- [Source passage]:
+ + + + +

Halloween is coming... better hide your silly string and stock up on potatoes!

7 Things You Never Knew About Halloween
Steve Isaacs

Halloween is one of America's favorite holidays. There's something so wonderfully fun about dressing up. But, like every other holiday, Halloween has a wacky and wild history. Here are the weirdest and craziest things you never knew about Halloween!

1. Is that a... potato?

Everyone loves carving pumpkins, but did you know that in the earlier days of Halloween people carved potatoes (and turnips) instead of the now well-loved pumpkin? The whole phenomenon can be blamed on the mythical character of Stingy Jack. Back in the day, roughly 500 years ago, in Ireland there lived a drunkard named Stingy Jack. He liked to cause as many extra issues as he could, so he often bartered with the devil, even trapping him twice! When Jack freed the devil they made an agreement; Jack would never trap him again, and the Devil would not banish Jack to Hell when he died. Yet, when Jack died he discovered that because of all the sins he'd committed in his life he was not allowed into Heaven either. Instead, he was given a single burning ember and left to roam the Earth for eternity. Jack carried that ember in a makeshift lantern, built from a hollowed out turnip. Thus, the Jack-O-Lantern was born. To ward off Jack's evil spirit people began carving turnips and potatoes (and then eventually pumpkins) and displaying them outside their homes.

2. It isn't just the sugar making kids act out.

Studies have shown that children in costumes, who are allowed to mill about the streets, actually act out more than they normally do. Researchers believe this is due to a specific type of group-think, where members of a group lose their individuality, and also gain anonymity, which then causes them to feel more comfortable acting out. One study, in particular, found that in a group of 1,300 children those who were in costumes and were left with no responsibility participated in more theft than the other groups of children. Another researcher found that children wearing costumes were more likely to take more Halloween candy than allowed if they believed there was no parental supervision. So, watch those kiddos closely because group-think might be turning them into little demons.

3. Thimble got your tongue?

In colonial America it was traditional to bake Halloween cakes and fill them with all kinds of unsavory treats. If you were the lucky person who bit into a thimble, it meant you were destined to have bad luck with the opposite sex.

4. Candy and capitalism.

+ + + + +

- [Record list]:
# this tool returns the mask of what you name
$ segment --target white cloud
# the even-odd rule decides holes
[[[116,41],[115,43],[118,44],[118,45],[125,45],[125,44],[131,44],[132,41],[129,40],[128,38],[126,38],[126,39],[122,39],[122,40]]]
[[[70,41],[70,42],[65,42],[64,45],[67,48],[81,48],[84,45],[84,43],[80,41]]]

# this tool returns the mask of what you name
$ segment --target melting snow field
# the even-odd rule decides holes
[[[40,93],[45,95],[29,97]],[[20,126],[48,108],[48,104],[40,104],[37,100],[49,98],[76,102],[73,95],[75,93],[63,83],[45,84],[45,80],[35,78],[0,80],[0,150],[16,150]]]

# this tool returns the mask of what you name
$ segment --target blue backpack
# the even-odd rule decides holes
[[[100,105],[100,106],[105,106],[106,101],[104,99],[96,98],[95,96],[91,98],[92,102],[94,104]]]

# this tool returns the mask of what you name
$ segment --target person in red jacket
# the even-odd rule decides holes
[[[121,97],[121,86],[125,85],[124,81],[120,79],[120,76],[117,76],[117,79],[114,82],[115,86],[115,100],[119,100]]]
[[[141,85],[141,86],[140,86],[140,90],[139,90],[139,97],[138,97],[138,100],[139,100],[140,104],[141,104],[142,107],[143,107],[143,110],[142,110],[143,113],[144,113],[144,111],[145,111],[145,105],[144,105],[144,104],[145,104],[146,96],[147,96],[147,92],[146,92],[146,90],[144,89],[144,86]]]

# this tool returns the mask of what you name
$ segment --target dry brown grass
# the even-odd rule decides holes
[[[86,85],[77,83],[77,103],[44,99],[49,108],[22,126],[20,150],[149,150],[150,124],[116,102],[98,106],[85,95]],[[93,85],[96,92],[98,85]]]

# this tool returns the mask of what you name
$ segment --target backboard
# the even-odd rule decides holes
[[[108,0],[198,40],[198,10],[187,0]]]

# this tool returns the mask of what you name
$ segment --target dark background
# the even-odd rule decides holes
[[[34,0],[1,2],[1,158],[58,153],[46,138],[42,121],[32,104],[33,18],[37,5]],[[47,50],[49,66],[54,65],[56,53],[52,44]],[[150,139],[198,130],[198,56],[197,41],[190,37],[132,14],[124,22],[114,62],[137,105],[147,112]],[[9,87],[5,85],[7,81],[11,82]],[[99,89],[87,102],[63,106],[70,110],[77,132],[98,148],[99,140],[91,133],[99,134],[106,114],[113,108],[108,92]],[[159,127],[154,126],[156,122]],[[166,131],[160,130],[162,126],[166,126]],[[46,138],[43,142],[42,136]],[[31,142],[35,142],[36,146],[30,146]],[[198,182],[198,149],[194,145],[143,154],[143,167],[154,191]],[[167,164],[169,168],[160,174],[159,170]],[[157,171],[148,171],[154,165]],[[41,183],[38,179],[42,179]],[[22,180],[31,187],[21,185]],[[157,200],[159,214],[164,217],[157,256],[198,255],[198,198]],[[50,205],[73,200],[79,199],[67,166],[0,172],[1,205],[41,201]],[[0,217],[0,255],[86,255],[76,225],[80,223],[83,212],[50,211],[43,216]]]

+ + + + +

- [Given exercise]:
In the Halloween article, what did Stingy Jack make his lantern from?

- [Answer to this exercise]:
A hollowed-out turnip.